## Excerpt to read
□ □ □ □ □ □ □

Early Childhood Movement Activities

“Movement helps children learn about music, and music can help children learn about new ways to move,” says NAfME member Wendy L. Sims.

Music and movement activities serve several goals:

  • Developing freedom and confidence in creative and expressive movement,
  • Developing concepts about the body in relation to space,
  • Exploring concepts related to rhythm,
  • Providing a nonverbal way to respond to the expressive characteristics of music,
  • Providing an opportunity to practice following directions, develop coordination, and enhance social skills.

Give students lots of opportunities to experiment with moving their body parts in various ways.

Use songs that suggest action, such as “Stamping Land,” and change stamping to walking, jumping, sliding, etc. Solicit suggestions for new movements.

Ask children to lead movement games after they’ve experienced inserting movements into songs. This helps develop creativity and confidence in movement and self-esteem as a leader. Help the child find acceptable alternatives for impractical movement (e.g., somersaults).

Use dramatic activities, singing games, and finger plays. To dramatize “Riding in a Buggy Miss Mary Jane,” children can pantomime holding the buggy reins and progress to riding a motorcycle, flying an airplane, rowing a boat, or whatever they suggest.

□ □ □ □ □ □ □

Excerpts from point annotation data:
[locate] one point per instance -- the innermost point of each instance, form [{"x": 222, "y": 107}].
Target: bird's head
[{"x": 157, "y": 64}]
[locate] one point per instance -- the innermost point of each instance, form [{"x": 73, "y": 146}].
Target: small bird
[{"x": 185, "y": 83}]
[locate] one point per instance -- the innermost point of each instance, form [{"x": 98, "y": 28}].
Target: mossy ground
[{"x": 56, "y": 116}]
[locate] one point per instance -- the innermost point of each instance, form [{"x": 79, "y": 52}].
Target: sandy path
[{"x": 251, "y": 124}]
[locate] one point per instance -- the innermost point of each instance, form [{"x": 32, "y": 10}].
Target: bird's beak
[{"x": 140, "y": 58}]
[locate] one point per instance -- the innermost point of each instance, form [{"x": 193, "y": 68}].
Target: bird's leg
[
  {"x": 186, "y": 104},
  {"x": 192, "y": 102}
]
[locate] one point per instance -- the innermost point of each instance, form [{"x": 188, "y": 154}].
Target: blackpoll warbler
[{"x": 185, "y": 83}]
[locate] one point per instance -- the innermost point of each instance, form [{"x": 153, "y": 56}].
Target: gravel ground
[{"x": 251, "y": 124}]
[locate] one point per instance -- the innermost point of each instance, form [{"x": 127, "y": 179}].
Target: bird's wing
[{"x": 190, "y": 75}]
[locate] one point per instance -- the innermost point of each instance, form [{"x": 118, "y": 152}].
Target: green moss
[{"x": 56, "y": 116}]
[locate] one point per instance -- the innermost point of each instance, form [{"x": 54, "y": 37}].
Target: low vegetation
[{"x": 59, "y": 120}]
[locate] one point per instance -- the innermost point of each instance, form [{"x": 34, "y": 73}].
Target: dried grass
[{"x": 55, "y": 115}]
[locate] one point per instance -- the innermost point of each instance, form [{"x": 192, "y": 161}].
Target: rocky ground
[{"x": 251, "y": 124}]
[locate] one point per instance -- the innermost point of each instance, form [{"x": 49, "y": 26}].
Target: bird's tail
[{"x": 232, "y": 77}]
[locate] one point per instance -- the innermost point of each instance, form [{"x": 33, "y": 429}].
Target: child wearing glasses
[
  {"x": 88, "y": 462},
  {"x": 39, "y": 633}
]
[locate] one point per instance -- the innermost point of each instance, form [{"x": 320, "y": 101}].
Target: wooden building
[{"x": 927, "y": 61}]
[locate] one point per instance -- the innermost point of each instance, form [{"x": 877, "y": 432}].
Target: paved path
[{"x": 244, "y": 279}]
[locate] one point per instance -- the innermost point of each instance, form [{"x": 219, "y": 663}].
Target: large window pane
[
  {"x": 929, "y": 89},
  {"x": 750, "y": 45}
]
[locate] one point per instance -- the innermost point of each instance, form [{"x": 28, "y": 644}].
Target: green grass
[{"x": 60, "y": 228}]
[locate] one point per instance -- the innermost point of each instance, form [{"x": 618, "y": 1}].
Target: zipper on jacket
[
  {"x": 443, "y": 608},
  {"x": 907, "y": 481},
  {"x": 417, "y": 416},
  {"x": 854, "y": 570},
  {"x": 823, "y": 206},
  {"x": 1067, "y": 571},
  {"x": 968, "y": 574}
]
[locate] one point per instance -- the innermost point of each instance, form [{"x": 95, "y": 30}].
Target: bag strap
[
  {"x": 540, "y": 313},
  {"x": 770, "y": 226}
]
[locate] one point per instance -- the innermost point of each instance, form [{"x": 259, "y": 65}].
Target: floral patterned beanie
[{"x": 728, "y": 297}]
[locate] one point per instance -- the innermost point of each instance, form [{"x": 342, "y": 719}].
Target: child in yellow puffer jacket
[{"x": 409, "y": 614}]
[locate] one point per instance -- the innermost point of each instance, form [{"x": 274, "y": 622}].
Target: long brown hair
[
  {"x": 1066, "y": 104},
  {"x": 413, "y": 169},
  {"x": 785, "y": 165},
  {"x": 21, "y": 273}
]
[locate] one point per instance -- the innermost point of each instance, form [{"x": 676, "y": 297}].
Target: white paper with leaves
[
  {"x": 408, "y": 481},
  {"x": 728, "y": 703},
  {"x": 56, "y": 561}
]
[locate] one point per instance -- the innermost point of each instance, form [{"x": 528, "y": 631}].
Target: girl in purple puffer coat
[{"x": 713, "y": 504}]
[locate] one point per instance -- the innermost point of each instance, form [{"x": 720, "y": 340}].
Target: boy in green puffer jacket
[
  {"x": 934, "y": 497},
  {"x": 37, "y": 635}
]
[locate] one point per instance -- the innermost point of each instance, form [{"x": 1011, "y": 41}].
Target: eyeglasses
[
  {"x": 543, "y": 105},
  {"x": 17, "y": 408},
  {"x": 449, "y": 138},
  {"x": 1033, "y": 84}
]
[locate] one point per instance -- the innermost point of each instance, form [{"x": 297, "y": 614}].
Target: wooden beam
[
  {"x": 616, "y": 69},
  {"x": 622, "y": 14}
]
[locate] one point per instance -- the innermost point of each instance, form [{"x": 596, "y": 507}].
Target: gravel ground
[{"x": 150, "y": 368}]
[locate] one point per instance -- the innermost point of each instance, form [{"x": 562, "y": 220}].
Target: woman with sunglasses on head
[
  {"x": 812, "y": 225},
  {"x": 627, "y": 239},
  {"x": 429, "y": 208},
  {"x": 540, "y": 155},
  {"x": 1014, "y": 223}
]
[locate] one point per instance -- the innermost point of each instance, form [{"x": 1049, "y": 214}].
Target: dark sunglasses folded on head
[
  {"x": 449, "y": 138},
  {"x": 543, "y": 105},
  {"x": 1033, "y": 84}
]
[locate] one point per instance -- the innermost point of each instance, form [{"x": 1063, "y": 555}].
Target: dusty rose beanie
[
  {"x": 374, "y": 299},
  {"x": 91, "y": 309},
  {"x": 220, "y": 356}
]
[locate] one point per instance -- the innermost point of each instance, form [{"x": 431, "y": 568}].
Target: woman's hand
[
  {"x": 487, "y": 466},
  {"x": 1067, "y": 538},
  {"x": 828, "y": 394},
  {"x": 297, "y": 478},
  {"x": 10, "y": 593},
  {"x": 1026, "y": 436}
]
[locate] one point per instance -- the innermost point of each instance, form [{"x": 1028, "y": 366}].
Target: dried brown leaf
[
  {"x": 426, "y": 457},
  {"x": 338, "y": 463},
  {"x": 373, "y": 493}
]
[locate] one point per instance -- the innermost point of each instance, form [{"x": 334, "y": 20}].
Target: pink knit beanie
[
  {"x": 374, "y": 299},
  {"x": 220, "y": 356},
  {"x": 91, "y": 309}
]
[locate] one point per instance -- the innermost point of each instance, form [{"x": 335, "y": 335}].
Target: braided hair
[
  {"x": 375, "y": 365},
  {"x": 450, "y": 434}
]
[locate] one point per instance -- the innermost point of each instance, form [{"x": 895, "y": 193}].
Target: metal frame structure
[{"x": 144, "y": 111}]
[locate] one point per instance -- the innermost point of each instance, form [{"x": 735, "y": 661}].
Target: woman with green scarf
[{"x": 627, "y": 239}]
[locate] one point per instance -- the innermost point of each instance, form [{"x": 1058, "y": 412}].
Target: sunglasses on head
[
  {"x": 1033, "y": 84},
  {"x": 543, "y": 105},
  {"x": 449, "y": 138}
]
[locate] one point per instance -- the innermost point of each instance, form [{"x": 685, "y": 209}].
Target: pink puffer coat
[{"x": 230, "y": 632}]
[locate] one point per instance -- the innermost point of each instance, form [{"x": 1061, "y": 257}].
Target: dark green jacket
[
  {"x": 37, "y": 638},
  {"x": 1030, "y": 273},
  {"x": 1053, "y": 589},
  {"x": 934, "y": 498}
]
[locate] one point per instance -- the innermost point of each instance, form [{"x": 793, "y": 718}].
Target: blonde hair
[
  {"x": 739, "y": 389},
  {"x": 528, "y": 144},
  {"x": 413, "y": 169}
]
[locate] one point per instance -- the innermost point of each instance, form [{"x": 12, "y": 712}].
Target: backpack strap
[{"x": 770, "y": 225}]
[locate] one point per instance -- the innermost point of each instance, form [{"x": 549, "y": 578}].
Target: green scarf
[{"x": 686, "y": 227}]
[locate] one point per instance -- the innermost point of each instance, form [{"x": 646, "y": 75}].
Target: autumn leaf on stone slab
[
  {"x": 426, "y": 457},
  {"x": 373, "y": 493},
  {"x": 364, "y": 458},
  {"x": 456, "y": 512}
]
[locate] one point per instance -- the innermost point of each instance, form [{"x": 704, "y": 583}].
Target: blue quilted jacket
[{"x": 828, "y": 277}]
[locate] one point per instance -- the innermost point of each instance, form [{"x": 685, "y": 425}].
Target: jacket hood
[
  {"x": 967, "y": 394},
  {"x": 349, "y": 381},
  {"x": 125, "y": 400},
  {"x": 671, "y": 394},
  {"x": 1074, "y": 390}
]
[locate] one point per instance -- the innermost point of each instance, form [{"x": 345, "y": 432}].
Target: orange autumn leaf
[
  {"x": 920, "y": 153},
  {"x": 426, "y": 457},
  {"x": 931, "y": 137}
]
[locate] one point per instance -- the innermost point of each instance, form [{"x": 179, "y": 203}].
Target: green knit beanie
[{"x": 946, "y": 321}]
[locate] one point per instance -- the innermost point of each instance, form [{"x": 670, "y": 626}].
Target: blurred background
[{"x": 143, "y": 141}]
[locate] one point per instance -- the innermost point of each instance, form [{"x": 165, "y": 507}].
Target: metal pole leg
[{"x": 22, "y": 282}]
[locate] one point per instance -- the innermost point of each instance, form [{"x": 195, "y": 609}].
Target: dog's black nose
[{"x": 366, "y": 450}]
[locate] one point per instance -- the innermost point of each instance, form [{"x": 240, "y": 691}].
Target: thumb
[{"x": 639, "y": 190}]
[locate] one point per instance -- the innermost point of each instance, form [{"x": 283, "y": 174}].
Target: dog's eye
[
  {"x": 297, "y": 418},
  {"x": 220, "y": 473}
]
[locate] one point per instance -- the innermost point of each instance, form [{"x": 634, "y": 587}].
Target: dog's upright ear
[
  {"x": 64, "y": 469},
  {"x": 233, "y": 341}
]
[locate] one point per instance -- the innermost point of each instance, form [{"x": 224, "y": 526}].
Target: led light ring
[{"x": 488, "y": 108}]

□ □ □ □ □ □ □

## Your tasks
(1) In two sentences, summarize the text on early childhood movement activities.
(2) According to the text on early childhood movement activities, what should a teacher help a child find when the child suggests an impractical movement such as somersaults?
(3) Write the next part of the text on early childhood movement activities, starting after its final sentence.

## Answers for this exercise
(1) Music and movement activities aim to build freedom and confidence in expressive movement, develop concepts about the body in space, explore rhythm, offer a nonverbal response to music, and give practice in following directions, coordination, and social skills. Teachers can use action songs such as "Stamping Land" with new movements, let children lead movement games, and use dramatic activities, singing games, and finger plays.

(2) Acceptable alternatives for the impractical movement.

(3)
Free Movement

Inspire creative movement by asking children to move the way a piece of music makes them feel like moving. Use music from many different styles during the course of the school year.

Start with more structured activities, such as music with a specific story line or meaning.

Plan carefully and prepare the children step by step to avoid management problems.

  • Establish “when the music stops, we stop” at the beginning. This allows the music to set the structure and provides a clear cue.
  • Start with children in a seated position, then progress to moving while standing in place. Walking, jogging, or tiptoeing in place may be a new concept for many children.
  • Allow children to move about the room when they show they can respond to the starting and stopping cues.
  • Start with small groups in preparation for large-group activities.
  • Use imagery to help children maintain self-control (e.g., “no traffic jams” and “no bumps or crashes”).

Body movement is a natural way to introduce concepts about rhythm. Model and lead activities with motions using a steady beat or rhythm patterns.

Mixed Age Groups

Younger and older children move differently. “Three year-olds are more likely to choose familiar, small, stationary movements, such as clapping or nodding, while five-year-olds typically are more interested in exploring large, locomotor actions like jumping jacks or turning around,” says Sims. Provide opportunities for various types of movement and suggest alternatives.


Children’s responses and suggestions should be valued.

Participation should never be forced. Children who don’t participate will need to stay out of the way for safety, but don’t ostracize them. Let them know they’re welcome to join in when they’re ready.

Adapted from “Guidelines for Music Activities and Instruction,” by Wendy L. Sims, Music in Prekindergarten: Planning & Teaching.

Wendy L. Sims is director of music education at the University of Missouri—Columbia. She is the editor of the Journal of Research in Music Education.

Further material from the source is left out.